- **EXERCISE AIM**: Copy out word for word everything in the records below, from the line containing "Please help the AR headset anchor on the pink" down to the end of the records, including both ends.

______

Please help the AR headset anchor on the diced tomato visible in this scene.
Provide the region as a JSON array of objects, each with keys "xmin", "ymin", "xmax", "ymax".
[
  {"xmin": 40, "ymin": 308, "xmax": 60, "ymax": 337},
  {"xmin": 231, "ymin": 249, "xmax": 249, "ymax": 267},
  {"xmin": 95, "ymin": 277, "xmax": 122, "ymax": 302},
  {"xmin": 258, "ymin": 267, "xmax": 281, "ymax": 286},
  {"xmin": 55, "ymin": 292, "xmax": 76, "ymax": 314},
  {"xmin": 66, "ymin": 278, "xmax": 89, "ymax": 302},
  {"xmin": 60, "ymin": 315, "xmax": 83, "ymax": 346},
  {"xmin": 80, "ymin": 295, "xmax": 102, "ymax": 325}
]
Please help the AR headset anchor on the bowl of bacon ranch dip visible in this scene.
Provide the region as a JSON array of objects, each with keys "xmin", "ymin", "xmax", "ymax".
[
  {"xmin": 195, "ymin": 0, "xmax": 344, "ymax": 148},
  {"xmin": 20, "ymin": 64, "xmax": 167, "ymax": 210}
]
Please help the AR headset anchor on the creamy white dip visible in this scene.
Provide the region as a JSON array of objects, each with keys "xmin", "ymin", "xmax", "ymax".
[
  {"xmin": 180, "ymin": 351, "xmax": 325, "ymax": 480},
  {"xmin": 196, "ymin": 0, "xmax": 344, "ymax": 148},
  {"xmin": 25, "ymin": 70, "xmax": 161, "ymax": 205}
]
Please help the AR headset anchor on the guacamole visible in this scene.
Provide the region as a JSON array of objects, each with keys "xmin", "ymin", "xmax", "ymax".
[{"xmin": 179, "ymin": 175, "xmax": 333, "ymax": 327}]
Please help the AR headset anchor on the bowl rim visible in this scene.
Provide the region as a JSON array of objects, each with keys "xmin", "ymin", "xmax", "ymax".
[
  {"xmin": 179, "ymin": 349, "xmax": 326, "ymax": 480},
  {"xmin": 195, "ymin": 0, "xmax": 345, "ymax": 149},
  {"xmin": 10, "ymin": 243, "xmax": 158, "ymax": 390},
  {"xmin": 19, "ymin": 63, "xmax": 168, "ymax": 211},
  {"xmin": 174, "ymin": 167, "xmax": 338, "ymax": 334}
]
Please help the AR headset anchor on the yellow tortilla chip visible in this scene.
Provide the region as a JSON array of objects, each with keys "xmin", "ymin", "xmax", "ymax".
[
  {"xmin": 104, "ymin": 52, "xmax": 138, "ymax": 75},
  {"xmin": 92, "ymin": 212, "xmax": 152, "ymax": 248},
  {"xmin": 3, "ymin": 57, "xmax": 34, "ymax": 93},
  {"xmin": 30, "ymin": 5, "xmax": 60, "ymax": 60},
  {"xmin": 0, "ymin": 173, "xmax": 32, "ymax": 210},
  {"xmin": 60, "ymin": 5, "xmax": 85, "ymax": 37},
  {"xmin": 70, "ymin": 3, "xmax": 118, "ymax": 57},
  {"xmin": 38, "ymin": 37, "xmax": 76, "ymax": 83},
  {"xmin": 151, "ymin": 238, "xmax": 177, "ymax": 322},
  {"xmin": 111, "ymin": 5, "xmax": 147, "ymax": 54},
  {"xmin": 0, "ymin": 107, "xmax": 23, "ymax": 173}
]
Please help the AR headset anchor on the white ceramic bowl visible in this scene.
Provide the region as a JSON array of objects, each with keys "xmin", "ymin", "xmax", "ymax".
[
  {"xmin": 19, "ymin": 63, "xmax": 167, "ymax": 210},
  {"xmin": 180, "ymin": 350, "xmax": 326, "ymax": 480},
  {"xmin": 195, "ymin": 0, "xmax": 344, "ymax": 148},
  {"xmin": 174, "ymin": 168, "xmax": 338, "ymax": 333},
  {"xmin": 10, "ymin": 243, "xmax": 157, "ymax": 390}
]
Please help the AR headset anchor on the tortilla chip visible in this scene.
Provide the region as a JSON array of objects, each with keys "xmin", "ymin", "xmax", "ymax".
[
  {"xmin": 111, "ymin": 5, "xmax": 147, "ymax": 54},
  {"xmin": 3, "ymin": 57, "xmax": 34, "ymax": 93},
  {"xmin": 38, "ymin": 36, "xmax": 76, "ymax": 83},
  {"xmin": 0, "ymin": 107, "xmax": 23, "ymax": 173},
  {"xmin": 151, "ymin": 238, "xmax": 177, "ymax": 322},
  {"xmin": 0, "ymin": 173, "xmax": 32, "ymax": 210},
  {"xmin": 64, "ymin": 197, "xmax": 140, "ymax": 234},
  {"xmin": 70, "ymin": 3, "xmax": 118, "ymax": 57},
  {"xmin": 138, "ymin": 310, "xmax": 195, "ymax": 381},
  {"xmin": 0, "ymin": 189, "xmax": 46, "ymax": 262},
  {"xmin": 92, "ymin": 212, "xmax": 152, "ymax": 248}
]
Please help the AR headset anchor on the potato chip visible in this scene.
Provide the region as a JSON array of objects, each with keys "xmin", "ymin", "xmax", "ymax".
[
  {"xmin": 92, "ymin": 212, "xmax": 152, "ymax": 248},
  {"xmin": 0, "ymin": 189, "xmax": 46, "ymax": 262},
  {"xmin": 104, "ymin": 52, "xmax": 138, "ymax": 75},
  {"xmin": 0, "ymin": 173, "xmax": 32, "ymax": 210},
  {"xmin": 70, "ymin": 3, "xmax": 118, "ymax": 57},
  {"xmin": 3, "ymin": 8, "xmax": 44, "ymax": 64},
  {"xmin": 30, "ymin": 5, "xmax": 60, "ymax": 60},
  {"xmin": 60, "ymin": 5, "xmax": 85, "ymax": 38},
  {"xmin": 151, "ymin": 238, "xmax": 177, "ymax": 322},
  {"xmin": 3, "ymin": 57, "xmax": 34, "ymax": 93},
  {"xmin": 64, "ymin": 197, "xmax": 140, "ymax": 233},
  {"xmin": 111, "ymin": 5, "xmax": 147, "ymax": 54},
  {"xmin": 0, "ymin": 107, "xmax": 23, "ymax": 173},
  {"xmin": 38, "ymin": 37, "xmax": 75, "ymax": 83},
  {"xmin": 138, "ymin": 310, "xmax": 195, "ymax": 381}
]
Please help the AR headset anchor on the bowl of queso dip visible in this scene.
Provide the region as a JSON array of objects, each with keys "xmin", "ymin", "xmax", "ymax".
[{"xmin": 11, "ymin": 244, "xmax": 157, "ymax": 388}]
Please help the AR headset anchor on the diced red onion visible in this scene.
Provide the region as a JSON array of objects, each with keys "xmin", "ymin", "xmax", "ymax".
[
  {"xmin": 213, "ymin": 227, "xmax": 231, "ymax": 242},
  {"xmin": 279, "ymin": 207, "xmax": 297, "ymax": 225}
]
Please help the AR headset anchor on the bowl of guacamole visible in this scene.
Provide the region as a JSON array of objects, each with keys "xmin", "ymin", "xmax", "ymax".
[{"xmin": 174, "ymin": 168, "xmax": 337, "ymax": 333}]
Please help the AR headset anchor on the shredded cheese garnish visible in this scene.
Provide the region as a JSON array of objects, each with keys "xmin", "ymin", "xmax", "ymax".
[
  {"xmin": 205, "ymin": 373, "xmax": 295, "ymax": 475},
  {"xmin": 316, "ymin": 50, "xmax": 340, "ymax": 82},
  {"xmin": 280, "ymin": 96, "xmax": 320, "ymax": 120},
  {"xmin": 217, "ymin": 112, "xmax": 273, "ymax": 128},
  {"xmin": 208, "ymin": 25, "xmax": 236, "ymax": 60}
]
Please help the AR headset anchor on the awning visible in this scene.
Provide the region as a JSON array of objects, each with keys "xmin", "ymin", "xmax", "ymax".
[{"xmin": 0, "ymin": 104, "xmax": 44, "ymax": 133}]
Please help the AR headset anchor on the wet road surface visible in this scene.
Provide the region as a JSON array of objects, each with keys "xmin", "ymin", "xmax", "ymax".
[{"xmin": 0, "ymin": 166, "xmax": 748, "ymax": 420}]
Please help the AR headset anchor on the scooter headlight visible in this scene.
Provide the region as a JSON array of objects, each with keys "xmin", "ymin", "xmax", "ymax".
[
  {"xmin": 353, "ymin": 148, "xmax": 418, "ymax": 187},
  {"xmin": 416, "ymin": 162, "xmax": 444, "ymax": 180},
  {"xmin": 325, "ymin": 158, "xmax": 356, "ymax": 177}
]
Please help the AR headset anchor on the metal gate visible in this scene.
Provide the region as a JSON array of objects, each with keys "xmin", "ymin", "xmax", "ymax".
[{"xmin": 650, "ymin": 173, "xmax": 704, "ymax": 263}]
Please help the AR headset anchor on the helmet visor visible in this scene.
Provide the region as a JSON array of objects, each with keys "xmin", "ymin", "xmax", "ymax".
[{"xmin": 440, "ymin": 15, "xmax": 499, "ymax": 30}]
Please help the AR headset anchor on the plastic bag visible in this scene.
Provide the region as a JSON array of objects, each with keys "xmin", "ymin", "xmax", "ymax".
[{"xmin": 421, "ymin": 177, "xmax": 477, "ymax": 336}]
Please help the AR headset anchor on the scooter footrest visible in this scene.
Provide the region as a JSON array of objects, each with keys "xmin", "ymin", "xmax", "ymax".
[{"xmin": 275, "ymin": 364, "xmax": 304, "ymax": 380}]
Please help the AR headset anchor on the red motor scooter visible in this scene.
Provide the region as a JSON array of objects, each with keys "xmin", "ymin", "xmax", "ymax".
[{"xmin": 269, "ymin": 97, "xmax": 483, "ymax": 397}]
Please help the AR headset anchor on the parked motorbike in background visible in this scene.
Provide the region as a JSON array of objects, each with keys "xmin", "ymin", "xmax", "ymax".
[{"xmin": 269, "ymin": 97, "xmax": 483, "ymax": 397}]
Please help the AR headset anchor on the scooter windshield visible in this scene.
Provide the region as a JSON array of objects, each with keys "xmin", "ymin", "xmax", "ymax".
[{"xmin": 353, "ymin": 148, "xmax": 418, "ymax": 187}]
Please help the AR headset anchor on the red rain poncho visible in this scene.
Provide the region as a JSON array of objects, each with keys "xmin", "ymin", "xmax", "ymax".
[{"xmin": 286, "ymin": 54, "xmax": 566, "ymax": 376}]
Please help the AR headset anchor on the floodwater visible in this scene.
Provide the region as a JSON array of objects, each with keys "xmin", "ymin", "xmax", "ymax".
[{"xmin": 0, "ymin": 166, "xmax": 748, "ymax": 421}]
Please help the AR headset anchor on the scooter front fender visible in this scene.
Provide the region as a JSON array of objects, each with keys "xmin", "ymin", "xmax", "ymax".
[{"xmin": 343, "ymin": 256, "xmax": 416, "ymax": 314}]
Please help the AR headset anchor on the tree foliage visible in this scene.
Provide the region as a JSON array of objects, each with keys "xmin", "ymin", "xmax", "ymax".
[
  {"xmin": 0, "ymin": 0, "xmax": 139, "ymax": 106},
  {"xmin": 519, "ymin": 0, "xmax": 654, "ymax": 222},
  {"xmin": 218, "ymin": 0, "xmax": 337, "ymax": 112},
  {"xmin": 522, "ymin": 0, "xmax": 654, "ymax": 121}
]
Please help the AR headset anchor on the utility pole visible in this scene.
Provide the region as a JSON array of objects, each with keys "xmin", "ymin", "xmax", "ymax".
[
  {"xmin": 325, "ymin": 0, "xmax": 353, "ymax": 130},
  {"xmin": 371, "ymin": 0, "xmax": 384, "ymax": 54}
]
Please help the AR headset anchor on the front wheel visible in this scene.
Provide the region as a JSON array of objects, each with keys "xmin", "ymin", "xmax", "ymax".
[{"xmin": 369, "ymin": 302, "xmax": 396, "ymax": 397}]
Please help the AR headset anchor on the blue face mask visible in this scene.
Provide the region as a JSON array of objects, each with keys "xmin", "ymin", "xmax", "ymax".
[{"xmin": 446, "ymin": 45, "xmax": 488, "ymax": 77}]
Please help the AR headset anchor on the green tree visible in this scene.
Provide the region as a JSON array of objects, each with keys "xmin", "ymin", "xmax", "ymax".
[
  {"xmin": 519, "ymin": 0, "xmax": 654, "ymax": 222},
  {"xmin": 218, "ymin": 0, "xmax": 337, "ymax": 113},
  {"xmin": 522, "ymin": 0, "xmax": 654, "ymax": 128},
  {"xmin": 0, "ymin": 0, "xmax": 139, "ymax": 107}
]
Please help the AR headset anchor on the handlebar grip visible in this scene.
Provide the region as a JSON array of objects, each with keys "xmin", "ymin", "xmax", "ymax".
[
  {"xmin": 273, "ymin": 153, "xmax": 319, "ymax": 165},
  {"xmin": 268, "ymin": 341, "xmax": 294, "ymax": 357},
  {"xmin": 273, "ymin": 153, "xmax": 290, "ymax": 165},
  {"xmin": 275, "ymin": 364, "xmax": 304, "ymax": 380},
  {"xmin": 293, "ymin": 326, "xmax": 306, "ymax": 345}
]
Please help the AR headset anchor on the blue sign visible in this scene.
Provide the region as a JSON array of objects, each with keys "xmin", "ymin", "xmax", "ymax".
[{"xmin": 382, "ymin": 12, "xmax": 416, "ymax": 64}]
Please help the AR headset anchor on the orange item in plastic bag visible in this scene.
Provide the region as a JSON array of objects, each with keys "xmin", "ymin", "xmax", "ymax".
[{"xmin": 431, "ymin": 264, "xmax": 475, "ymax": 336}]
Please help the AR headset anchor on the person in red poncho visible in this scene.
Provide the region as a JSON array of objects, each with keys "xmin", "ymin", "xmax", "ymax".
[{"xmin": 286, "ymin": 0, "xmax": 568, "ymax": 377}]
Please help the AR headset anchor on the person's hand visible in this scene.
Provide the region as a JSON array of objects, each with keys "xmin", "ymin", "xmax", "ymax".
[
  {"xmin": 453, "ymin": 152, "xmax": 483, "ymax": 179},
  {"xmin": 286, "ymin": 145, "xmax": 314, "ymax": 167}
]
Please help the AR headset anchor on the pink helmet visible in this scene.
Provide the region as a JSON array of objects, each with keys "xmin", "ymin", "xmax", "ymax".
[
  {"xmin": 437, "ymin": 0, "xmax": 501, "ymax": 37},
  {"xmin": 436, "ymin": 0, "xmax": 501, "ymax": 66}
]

______

- **EXPECTED ANSWER**:
Please help the AR headset anchor on the pink helmet visible in this scene.
Provide the region as a JSON array of objects, each with keys "xmin", "ymin", "xmax", "ymax".
[
  {"xmin": 437, "ymin": 0, "xmax": 501, "ymax": 37},
  {"xmin": 436, "ymin": 0, "xmax": 501, "ymax": 66}
]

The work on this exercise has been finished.